**INSTRUCTIONS TO FOLLOW:** Please retype the line that contains "positive clicks: (312, 0) (135, 26)" and all lines that follow it to the end of the entries below, exactly as they stand, with nothing added.

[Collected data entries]
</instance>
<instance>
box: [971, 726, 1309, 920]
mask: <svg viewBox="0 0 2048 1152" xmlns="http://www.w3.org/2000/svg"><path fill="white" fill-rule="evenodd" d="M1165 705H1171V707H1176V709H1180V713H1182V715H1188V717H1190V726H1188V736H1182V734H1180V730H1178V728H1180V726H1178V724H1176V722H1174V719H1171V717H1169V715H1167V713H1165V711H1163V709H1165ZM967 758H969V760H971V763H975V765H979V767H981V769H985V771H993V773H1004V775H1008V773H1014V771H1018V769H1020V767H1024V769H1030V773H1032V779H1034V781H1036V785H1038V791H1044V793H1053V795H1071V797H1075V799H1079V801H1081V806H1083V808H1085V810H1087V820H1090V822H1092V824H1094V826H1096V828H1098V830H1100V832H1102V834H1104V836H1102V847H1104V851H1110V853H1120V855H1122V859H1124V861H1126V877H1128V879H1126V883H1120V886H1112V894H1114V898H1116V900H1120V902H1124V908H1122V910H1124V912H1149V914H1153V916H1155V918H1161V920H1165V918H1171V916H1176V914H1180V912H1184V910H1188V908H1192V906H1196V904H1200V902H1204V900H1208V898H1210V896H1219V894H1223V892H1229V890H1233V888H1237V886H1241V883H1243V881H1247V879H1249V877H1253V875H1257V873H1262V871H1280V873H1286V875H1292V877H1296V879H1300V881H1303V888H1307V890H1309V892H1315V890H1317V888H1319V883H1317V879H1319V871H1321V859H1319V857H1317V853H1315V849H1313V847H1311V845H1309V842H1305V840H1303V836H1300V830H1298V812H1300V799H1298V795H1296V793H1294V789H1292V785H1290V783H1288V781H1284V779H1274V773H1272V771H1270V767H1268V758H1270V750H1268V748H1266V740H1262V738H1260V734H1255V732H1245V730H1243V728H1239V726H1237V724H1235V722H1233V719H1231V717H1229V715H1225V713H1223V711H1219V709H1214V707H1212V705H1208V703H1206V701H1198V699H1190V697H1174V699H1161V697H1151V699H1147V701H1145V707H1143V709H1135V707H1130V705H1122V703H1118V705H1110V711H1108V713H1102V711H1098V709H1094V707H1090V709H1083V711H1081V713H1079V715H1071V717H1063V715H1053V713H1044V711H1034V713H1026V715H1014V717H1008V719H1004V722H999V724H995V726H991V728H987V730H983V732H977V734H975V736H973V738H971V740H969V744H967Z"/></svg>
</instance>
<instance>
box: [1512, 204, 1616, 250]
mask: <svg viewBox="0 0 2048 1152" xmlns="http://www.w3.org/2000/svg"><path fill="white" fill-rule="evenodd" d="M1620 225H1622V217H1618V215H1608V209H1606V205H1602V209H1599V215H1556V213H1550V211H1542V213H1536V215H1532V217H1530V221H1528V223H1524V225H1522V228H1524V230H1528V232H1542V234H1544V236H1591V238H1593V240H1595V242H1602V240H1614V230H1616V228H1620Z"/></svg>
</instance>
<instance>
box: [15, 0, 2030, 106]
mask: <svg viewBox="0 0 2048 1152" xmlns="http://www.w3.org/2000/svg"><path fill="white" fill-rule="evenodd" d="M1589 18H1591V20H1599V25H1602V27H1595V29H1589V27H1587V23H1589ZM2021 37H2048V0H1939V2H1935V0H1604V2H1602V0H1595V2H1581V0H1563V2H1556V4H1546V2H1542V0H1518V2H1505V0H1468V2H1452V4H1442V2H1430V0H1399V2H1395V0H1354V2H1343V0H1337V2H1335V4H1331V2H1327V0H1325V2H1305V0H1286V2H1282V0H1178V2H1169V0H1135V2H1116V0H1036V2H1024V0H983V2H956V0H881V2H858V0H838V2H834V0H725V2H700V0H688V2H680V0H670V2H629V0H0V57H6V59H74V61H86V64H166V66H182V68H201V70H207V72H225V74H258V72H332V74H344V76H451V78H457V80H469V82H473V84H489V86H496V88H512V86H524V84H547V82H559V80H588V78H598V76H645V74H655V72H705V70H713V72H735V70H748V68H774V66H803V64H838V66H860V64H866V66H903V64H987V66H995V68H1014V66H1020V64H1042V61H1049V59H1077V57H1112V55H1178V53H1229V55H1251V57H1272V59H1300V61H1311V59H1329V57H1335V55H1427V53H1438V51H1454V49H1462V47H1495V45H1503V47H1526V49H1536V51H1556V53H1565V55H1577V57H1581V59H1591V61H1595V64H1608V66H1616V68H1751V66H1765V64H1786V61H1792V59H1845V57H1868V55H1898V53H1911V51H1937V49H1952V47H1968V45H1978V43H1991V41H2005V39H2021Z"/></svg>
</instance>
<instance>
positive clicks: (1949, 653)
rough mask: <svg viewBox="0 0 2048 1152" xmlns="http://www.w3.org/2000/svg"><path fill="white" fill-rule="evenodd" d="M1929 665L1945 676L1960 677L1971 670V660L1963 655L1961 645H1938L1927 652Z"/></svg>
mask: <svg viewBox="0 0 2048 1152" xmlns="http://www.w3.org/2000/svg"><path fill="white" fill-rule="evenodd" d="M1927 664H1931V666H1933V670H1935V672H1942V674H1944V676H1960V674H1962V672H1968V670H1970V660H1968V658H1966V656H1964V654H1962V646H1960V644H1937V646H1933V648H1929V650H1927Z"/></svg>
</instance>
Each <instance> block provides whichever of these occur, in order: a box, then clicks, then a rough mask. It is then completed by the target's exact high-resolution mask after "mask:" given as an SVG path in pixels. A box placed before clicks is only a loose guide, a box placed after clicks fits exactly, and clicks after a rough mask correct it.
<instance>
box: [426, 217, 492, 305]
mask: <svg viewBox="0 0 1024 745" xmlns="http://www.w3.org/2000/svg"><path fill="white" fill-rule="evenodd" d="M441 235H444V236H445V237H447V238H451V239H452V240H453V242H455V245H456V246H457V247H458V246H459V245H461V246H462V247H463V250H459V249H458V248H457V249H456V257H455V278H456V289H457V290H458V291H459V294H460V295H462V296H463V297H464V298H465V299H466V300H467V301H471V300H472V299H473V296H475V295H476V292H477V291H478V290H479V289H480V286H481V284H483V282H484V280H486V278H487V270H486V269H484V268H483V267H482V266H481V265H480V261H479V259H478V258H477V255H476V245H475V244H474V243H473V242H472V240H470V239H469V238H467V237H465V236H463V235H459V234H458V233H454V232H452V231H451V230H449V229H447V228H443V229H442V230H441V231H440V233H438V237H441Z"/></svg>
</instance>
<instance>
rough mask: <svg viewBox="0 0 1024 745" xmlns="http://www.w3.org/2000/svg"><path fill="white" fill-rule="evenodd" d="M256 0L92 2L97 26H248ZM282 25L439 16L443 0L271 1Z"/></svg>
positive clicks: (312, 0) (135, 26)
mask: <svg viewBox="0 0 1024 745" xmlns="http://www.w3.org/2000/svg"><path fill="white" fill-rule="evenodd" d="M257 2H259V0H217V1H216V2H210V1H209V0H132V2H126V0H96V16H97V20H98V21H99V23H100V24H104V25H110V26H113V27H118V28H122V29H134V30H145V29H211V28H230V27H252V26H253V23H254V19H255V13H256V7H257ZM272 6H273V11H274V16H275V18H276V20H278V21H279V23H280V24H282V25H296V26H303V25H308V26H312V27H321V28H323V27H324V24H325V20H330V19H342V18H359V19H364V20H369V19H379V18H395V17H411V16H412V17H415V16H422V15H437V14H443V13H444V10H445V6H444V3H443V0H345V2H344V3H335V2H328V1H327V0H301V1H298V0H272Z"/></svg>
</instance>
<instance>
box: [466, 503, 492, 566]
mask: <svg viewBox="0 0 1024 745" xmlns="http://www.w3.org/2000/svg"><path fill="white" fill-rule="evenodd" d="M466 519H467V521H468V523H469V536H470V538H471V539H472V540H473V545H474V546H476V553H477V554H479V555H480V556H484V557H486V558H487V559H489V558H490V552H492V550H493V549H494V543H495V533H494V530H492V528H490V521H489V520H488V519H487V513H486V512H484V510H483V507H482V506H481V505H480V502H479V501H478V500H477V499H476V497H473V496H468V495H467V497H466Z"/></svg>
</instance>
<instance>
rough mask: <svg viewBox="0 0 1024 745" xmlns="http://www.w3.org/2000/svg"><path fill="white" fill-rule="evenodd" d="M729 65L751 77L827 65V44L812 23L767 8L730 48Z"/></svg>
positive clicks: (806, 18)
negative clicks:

**OUTPUT OF THE TASK:**
positive clicks: (312, 0) (135, 26)
mask: <svg viewBox="0 0 1024 745" xmlns="http://www.w3.org/2000/svg"><path fill="white" fill-rule="evenodd" d="M257 2H259V0H217V1H216V2H210V1H209V0H132V2H126V0H96V16H97V20H98V21H99V23H100V24H104V25H110V26H113V27H118V28H122V29H134V30H145V29H211V28H230V27H252V26H253V23H254V19H255V13H256V7H257ZM272 6H273V11H274V16H275V18H276V20H278V21H279V23H280V24H282V25H296V26H303V25H308V26H312V27H321V28H323V27H324V24H325V20H330V19H342V18H359V19H364V20H369V19H379V18H395V17H411V16H412V17H415V16H422V15H437V14H443V13H444V10H445V6H444V3H443V0H345V2H344V3H335V2H328V1H327V0H301V1H298V0H272Z"/></svg>
</instance>
<instance>
box: [466, 503, 492, 566]
mask: <svg viewBox="0 0 1024 745" xmlns="http://www.w3.org/2000/svg"><path fill="white" fill-rule="evenodd" d="M466 519H467V521H468V523H469V536H470V538H471V539H472V540H473V545H474V546H476V553H477V554H479V555H480V556H484V557H486V558H487V559H489V558H490V552H492V550H493V549H494V543H495V533H494V530H492V528H490V521H489V520H488V519H487V513H486V512H484V510H483V507H482V506H481V505H480V502H479V501H478V500H477V499H476V497H473V496H468V495H467V497H466Z"/></svg>
</instance>
<instance>
rough mask: <svg viewBox="0 0 1024 745" xmlns="http://www.w3.org/2000/svg"><path fill="white" fill-rule="evenodd" d="M729 65L751 77L827 65V44L812 23L767 8L730 48Z"/></svg>
positive clicks: (806, 18)
negative clicks:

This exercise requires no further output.